### 练习目标:
请将以下全部条目重新列出，把其中每一处“apiece”替换为“each”，其余内容一律保持不变。

[指向数据集中的数据行]
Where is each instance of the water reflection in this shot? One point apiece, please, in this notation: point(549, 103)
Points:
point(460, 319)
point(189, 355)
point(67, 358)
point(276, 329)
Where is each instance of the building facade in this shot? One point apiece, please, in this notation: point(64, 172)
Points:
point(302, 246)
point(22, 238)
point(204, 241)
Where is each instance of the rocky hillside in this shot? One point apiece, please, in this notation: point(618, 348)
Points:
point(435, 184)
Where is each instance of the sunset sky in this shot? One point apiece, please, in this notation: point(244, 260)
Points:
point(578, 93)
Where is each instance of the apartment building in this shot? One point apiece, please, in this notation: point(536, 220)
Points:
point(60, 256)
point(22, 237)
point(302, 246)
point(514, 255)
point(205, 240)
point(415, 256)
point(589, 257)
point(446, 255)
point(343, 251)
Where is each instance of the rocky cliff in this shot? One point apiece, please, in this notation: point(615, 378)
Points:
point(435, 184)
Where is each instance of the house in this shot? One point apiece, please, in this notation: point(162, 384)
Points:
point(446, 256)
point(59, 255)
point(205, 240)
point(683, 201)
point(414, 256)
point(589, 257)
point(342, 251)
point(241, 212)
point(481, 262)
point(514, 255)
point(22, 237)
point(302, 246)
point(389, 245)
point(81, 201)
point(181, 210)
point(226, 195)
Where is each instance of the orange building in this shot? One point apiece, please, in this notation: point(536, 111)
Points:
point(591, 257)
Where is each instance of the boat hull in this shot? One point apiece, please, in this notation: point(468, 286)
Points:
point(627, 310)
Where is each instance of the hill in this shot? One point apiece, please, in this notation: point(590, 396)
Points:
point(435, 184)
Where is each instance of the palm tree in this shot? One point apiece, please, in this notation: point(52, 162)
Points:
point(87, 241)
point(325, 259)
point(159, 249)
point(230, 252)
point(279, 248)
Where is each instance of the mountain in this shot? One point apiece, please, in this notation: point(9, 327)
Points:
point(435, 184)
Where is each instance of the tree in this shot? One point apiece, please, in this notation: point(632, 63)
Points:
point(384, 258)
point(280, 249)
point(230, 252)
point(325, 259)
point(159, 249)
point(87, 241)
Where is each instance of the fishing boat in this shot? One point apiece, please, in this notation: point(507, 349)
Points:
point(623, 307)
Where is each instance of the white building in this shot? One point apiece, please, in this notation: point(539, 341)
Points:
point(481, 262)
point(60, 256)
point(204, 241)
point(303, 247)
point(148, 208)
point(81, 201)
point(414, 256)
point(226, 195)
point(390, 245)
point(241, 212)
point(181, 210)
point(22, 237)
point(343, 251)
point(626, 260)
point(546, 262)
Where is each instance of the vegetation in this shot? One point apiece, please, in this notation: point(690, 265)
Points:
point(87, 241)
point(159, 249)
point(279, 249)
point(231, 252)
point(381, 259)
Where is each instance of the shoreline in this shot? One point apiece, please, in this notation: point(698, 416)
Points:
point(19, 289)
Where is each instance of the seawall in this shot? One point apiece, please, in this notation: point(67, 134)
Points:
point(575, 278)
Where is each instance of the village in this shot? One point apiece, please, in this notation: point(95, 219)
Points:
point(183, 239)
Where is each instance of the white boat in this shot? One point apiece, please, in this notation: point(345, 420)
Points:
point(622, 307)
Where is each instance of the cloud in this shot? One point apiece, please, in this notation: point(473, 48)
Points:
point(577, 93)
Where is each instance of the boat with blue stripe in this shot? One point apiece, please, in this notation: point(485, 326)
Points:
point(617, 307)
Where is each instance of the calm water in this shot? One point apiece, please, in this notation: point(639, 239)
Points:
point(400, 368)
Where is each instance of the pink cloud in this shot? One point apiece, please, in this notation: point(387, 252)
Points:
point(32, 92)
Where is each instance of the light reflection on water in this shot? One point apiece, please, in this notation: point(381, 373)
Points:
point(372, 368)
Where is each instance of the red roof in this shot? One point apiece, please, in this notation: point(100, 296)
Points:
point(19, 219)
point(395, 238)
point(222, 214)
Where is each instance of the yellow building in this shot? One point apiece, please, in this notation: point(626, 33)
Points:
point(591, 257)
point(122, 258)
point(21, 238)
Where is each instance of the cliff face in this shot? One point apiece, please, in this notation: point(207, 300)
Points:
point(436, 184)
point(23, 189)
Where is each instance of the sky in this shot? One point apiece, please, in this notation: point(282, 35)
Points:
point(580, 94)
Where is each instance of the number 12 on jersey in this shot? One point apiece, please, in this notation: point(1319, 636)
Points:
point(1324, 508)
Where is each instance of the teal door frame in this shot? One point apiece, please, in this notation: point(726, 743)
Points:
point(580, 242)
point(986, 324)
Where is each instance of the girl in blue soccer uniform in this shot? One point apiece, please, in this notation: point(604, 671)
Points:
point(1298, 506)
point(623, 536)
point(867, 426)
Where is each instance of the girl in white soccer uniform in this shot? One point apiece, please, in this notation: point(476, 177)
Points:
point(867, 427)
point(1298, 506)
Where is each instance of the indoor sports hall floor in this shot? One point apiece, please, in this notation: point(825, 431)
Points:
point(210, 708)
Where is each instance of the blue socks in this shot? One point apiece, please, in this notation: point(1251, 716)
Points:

### 练习结果:
Where is each instance of the water reflection in this shot? One point each, please, in this notation: point(549, 103)
Points:
point(460, 319)
point(189, 355)
point(67, 358)
point(276, 329)
Where is each instance of the building facade in this shot? One point each, please, in this notation: point(64, 172)
Points:
point(302, 246)
point(22, 238)
point(204, 241)
Where is each instance of the rocky hillside in this shot? One point each, please, in this notation: point(618, 348)
Points:
point(435, 184)
Where is each instance of the sunset sky in this shot? One point each, please, in this notation: point(244, 260)
Points:
point(578, 93)
Where is each instance of the apartment building in this shot? One point each, please, in this notation: point(536, 220)
Points:
point(60, 256)
point(22, 237)
point(302, 246)
point(514, 255)
point(205, 240)
point(415, 256)
point(589, 257)
point(446, 255)
point(343, 251)
Where is each instance of the rocky cliff in this shot? One point each, please, in this notation: point(615, 378)
Points:
point(435, 184)
Where is each instance of the house in this shot? One point each, please, in this notation: point(162, 384)
Points:
point(446, 256)
point(59, 255)
point(205, 240)
point(683, 201)
point(414, 256)
point(589, 257)
point(342, 251)
point(241, 212)
point(481, 262)
point(514, 255)
point(22, 237)
point(302, 246)
point(389, 245)
point(81, 201)
point(181, 210)
point(226, 195)
Where is each instance of the orange building in this shot? One point each, please, in this notation: point(536, 111)
Points:
point(591, 257)
Where is each instance of the boat hull in this shot? One point each, please, in this notation: point(468, 286)
Points:
point(627, 310)
Where is each instance of the hill in this shot? One point each, please, in this notation: point(590, 396)
Points:
point(435, 184)
Where is each instance of the palm tree in this shot? One point each, please, in this notation: point(52, 162)
Points:
point(87, 241)
point(325, 259)
point(159, 249)
point(230, 252)
point(279, 248)
Where is each instance of the mountain in this shot? One point each, please, in this notation: point(9, 327)
Points:
point(435, 184)
Where is each instance of the tree in this shot? One point each, please, in this notation: point(632, 63)
Points:
point(384, 258)
point(280, 249)
point(230, 252)
point(325, 259)
point(159, 249)
point(87, 241)
Where is each instance of the fishing boat in this shot? One point each, please, in this notation: point(507, 349)
Points:
point(623, 307)
Where is each instance of the white building in this shot? One point each, please, in this notation: point(539, 341)
Points:
point(481, 262)
point(60, 256)
point(204, 241)
point(303, 247)
point(148, 208)
point(81, 201)
point(414, 256)
point(226, 195)
point(390, 245)
point(241, 212)
point(181, 210)
point(22, 237)
point(343, 251)
point(626, 260)
point(546, 262)
Where is each instance of the vegetation in this shot? One point each, please, in this notation: point(690, 265)
Points:
point(87, 241)
point(159, 249)
point(279, 249)
point(231, 252)
point(381, 259)
Where is each instance of the shoreline in this shot? One point each, please, in this notation: point(698, 416)
Points:
point(19, 289)
Where is each instance of the seawall in this shot? One point each, please, in this notation: point(67, 134)
Points:
point(575, 278)
Where is each instance of the village in this shot? One point each, please, in this notation: point(95, 219)
Points:
point(183, 239)
Where is each instance of the white boat in this shot? One point each, please, in this notation: point(345, 420)
Points:
point(622, 307)
Where is each instance of the cloud in this shot? One point each, please, in this notation: point(473, 48)
Points:
point(577, 93)
Where is each instance of the boat with blue stripe in this shot? One point each, please, in this notation: point(485, 326)
Points:
point(617, 307)
Where is each instance of the calm water in this shot? One point each, please, in this notation: point(639, 239)
Points:
point(400, 368)
Where is each instance of the pink cloud in this shot? One point each, please, in this notation: point(387, 252)
Points:
point(32, 92)
Where is each instance of the light reflection on water in this shot? One point each, please, in this notation: point(381, 373)
Points:
point(372, 368)
Where is each instance of the red roof in this shot? One point each, please, in this notation: point(100, 296)
Points:
point(19, 219)
point(395, 238)
point(222, 214)
Where is each instance of the yellow building in this shot? One point each, please, in this notation: point(626, 33)
Points:
point(591, 257)
point(122, 258)
point(21, 238)
Where is each instance of the cliff face in this shot? One point each, please, in this notation: point(207, 300)
Points:
point(436, 184)
point(23, 189)
Where is each instance of the sky in this shot? One point each, please, in this notation: point(282, 35)
Points:
point(580, 94)
Where is each instance of the number 12 on jersey in this shot? One point each, please, in this notation: point(1319, 636)
Points:
point(1324, 508)
Where is each instance of the teal door frame in this shot? One point each, please, in this notation: point(726, 743)
Points:
point(580, 242)
point(986, 324)
Where is each instance of the girl in blue soccer uniform in this shot? One point each, please, in this notation: point(604, 671)
Points:
point(1298, 506)
point(623, 536)
point(867, 426)
Where is each instance of the girl in white soccer uniform in this shot? One point each, please, in this notation: point(476, 177)
Points:
point(867, 427)
point(1298, 506)
Where is each instance of the indoor sports hall floor in this shot? One point each, please, in this notation: point(825, 431)
Points:
point(210, 708)
Where is each instance of the blue socks in this shot? One point each, please, in this notation: point(1251, 716)
Points:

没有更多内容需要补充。